» **WHAT TO DO**:
Can you carry the court opinion on prior art patents and element 95 forward from its final sentence?

Does a prior art patent, which describes a process that may have inherently produced a minuscule and undetectable amount of a new substance without any recognition of the substance's existence, anticipate a subsequent patent claim for that substance?


Opinions:

Majority - Smith, J.

No. A prior art patent that may have inherently produced a new substance in minuscule, undetectable, and unrecognized amounts does not anticipate a later claim to that substance. The court rejected the Patent Office's broad application of the 'inherency doctrine.' To serve as an anticipation, a prior patent must 'bear within its four corners adequate directions for the practice of the patent invalidated.' The Fermi patent offered no such directions because it did not recognize the existence of element 95, let alone describe how to produce, identify, or isolate it. The mere possibility that an undetectable trace amount of Americium was accidentally created does not mean the element was previously known or invented, and therefore does not preclude a patent for its actual discovery and characterization.

» **DATA TO EXAMINE**:
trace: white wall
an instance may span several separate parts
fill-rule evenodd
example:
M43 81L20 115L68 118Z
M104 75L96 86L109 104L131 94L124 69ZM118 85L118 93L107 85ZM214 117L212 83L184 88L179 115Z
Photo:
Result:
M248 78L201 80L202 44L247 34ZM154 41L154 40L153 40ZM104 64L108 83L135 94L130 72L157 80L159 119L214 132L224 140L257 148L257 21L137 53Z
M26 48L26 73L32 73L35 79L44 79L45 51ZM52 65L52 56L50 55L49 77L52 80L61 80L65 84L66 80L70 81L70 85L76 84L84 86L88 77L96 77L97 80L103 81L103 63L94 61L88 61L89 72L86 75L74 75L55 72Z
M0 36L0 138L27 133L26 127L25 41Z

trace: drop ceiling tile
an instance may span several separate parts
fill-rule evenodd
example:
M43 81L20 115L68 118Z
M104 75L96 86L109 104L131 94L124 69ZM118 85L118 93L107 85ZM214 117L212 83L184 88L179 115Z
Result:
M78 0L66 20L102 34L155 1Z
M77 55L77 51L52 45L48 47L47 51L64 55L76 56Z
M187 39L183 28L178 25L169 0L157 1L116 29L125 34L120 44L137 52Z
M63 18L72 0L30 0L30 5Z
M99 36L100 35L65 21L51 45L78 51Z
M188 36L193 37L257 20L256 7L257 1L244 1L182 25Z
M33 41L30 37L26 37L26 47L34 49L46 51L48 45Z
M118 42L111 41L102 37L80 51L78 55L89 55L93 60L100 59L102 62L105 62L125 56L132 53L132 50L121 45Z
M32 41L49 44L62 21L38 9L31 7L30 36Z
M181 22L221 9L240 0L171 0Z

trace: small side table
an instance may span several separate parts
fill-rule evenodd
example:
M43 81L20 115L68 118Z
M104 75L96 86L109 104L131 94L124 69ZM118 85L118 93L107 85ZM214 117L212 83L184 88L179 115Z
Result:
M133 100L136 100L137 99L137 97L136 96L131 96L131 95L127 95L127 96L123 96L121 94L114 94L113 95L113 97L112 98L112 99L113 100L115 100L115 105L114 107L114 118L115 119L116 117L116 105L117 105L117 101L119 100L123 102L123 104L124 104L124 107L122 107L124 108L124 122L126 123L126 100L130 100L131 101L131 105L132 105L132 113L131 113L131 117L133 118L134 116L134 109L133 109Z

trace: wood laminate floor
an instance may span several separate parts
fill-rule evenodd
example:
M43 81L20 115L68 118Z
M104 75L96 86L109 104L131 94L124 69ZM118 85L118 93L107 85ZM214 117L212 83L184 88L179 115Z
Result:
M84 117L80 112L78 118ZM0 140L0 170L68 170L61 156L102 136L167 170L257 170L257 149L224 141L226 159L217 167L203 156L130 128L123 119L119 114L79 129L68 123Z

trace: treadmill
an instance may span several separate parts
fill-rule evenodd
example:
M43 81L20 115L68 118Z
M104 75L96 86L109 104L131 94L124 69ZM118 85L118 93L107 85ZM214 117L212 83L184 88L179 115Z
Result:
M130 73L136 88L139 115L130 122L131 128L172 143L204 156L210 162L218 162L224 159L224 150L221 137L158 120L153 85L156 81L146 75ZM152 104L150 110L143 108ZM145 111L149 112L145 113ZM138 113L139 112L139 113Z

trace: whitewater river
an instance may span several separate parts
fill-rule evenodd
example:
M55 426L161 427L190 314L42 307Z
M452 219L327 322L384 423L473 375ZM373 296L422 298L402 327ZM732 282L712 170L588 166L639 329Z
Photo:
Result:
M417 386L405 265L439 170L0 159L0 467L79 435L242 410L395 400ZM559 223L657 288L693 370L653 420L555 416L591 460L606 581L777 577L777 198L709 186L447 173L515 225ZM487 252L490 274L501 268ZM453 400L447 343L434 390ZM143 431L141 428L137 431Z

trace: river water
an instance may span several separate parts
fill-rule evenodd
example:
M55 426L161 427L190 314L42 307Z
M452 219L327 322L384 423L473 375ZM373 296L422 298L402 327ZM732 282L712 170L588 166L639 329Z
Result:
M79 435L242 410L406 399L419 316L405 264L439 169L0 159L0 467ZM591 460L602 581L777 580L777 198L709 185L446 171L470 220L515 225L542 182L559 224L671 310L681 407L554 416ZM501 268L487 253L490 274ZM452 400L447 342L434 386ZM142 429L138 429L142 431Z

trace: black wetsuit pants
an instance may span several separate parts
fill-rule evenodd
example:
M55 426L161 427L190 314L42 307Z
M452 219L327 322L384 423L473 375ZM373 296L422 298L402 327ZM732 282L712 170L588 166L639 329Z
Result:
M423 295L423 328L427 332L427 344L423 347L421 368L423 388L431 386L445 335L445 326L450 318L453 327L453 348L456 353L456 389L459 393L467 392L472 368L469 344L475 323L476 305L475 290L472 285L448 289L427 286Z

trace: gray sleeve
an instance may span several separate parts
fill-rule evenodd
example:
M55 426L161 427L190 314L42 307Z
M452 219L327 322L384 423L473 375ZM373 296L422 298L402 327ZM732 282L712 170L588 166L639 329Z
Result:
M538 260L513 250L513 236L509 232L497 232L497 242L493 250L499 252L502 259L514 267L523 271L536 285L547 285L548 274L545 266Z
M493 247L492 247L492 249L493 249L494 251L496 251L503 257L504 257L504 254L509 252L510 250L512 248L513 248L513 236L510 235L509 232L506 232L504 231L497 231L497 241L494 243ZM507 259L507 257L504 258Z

» **RESULT**:
Analysis:

This decision significantly limits the doctrine of inherency in patent law, particularly for newly discovered chemical compositions. It establishes that the accidental, unrecognized, and undetectable creation of a substance does not qualify as prior art that anticipates a later patent by the person who actually discovers, isolates, and identifies the substance. The ruling protects inventors of new materials from having their work invalidated by prior processes that may have produced trace, unappreciated amounts of the same material. This precedent is crucial in fields like chemistry and biotechnology, where complex reactions can create numerous unknown byproducts in trace quantities.